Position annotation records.

--- Start ---

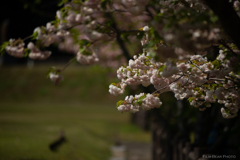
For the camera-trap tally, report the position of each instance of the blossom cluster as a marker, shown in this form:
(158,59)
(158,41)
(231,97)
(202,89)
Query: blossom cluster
(142,100)
(175,40)
(201,81)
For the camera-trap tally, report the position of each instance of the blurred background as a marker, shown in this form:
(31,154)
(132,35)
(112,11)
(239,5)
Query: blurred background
(76,120)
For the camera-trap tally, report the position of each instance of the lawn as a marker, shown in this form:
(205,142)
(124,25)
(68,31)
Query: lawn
(33,112)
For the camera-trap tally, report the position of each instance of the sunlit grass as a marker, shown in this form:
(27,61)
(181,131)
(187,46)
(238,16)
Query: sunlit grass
(33,112)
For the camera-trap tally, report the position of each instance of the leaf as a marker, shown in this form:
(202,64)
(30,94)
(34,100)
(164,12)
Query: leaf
(3,46)
(104,3)
(140,100)
(160,69)
(84,42)
(214,19)
(27,51)
(190,99)
(120,103)
(62,2)
(216,64)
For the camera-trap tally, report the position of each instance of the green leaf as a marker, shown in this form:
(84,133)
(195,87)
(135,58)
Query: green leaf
(216,64)
(62,2)
(27,51)
(214,19)
(84,42)
(190,99)
(140,100)
(120,103)
(160,69)
(3,46)
(104,3)
(140,35)
(113,84)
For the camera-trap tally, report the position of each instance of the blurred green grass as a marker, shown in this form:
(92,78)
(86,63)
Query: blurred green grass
(33,111)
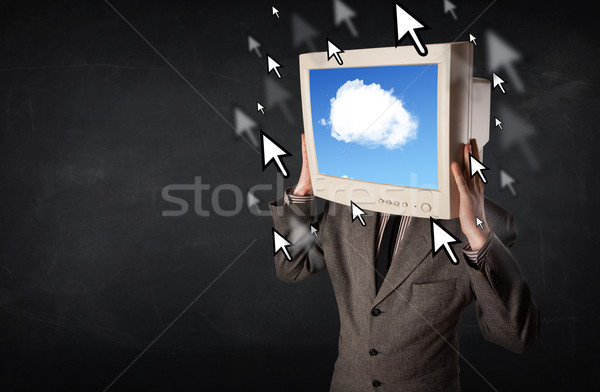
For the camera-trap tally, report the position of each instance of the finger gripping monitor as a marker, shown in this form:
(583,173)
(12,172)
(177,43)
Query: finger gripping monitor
(383,128)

--- End ---

Instructions for the task. Copy the entries again, starting at the line that contains "of the leaf" and continuing through the end of the entries, with the requests included. Shift every marker coordinate in the answers by -68, and leave the pictures out of your output.

Solution below.
For the camera-trap tally, report the position of each instance of the leaf as a marker, shown in this form:
(202,64)
(30,94)
(34,100)
(164,12)
Query: leaf
(-65,-22)
(36,-65)
(72,32)
(92,1)
(16,-26)
(146,-49)
(-41,-17)
(122,31)
(52,35)
(-6,-66)
(148,-4)
For the camera-trap tally, report the position of each instance of the green leaf as a marker, shown in this form:
(84,133)
(195,87)
(135,58)
Query: green leaf
(148,-4)
(-6,-66)
(-41,-17)
(146,-49)
(16,-26)
(122,31)
(72,32)
(52,35)
(92,1)
(-65,-22)
(36,-65)
(72,-33)
(45,16)
For the camera-trap tally, report the position of each instance of the blurred green grass as a marker, shown in this form:
(92,78)
(86,63)
Query: blurred green grass
(-35,43)
For the camera-trap tally, report the position of each instance of the finger gripping monitor as a marker, shown in this form:
(583,173)
(12,172)
(177,43)
Query: finger gripping monitor
(315,60)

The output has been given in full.